▶ [WHAT YOU SHOULD DO]: Retyping all the entries exactly is the whole task.

(Dataset excerpts)
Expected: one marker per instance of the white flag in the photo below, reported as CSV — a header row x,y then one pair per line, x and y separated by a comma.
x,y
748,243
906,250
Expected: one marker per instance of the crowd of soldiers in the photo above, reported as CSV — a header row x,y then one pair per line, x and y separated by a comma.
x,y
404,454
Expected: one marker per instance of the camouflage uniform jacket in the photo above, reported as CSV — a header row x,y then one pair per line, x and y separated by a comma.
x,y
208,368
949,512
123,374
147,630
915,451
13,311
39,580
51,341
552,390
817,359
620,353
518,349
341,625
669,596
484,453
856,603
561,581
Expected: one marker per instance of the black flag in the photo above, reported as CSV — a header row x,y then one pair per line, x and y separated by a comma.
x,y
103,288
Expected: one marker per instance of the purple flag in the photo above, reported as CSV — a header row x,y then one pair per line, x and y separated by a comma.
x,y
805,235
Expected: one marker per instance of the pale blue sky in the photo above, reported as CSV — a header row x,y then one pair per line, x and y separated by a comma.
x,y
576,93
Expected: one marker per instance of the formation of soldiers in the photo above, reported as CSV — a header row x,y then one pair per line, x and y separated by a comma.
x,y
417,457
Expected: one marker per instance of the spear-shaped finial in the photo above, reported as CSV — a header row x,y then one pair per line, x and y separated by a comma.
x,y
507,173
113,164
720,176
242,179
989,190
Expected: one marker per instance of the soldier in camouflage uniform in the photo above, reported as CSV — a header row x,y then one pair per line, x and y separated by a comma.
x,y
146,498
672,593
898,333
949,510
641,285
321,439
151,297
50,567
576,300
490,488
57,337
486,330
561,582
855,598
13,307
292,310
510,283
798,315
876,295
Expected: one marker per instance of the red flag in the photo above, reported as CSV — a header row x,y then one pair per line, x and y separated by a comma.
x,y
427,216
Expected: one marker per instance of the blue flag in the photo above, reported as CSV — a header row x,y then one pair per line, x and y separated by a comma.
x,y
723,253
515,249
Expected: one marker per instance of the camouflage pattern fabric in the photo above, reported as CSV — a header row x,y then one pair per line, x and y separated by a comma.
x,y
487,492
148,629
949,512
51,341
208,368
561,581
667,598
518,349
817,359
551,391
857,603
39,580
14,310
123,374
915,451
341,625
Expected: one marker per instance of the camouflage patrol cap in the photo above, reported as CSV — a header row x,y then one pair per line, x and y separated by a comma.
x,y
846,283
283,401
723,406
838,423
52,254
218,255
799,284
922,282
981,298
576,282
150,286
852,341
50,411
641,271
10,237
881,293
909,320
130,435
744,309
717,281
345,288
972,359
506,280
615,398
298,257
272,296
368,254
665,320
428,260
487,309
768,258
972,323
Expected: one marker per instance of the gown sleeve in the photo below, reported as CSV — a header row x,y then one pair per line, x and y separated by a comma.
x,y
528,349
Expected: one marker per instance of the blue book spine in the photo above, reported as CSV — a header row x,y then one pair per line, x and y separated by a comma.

▶ [TASK OUTPUT]:
Expected: one marker per instance of the white flag in the photo below, reported as CSV — a header row x,y then one pair per line, x and y separated by a comma.
x,y
748,243
906,250
Expected: one marker per instance of the crowd of soldiers in the photo above, reported as CSV — a header row x,y then one pair per line, x and y separated by a comma.
x,y
404,454
Expected: one marker per instance of the camouflage uniform jacket in the photo above, reported as CSV — a header row x,y then one pair per line, x and y separated by a comma.
x,y
208,368
949,512
123,374
147,630
915,451
13,311
39,580
51,341
552,390
817,359
620,353
518,349
341,625
669,596
484,453
856,603
561,581
Expected: one marker per instance of the black flag in the photo above, reported as CSV — a header row x,y then one pair per line, x and y separated by a comma.
x,y
103,288
Expected: one marker per instance of the purple flag in the photo above, reported as CSV — a header row x,y then one pair per line, x and y separated by a comma.
x,y
805,235
Expected: one marker per instance of the pale blue sky in the photo above, reported as CSV — a header row x,y then one pair per line, x and y separated by a comma.
x,y
576,93
Expected: one marker per instance of the formation of soldiers in the photo above, reported as CSV — a header row x,y then one pair per line, x and y separated by a comma.
x,y
417,457
Expected: one marker per instance of the spear-shaped finial in the photo above, reported as CSV — a header row x,y then one pair per line, x and y separated by a comma.
x,y
507,173
113,164
720,176
242,179
989,190
Expected: one marker per instance of the soldier in camouflage uniform in the photo above, reported as CSV — a header row x,y then one pair per line, x and y separated by a comma.
x,y
146,498
672,593
898,333
949,510
641,285
321,439
151,297
50,567
576,300
490,488
57,337
486,330
561,582
855,598
13,307
292,310
510,283
798,315
876,295
Expected: one marker per instance of the red flag in the photo above, reported as CSV — a header row x,y then one pair per line, x and y separated by a comma.
x,y
427,216
Expected: one marker per instance of the blue flag in the photo above, reported as CSV — a header row x,y then one pair per line, x and y separated by a comma.
x,y
723,253
515,249
Expected: one marker per instance of the camouflage pattern fabric in the photo above, reported as CSV — a header row x,y then one pair per line, x and y separated by a comma.
x,y
487,492
148,629
949,512
51,341
208,368
561,581
667,598
518,349
817,359
551,391
857,603
39,580
14,310
123,374
915,451
341,625
Expected: one marker per instance of the camouflage patrol cap in the photo above, reported as CSV — a header row x,y then one pair per line, x and y separated by a comma.
x,y
846,283
283,401
723,406
838,423
52,254
218,255
799,284
922,282
981,298
576,282
150,286
852,341
50,411
641,271
10,237
881,293
909,320
130,435
744,309
717,281
345,288
972,359
506,280
615,398
298,257
272,296
368,254
665,320
428,260
487,309
768,258
972,323
Expected: one marker per instance of the gown sleeve in the photo below, reported as CSV — a header row x,y then one pair per line, x and y separated by a comma.
x,y
528,349
Expected: one marker per instance of the blue book spine in the photo above, reported as CSV — a header row x,y then one pair per line, x and y separated by a comma.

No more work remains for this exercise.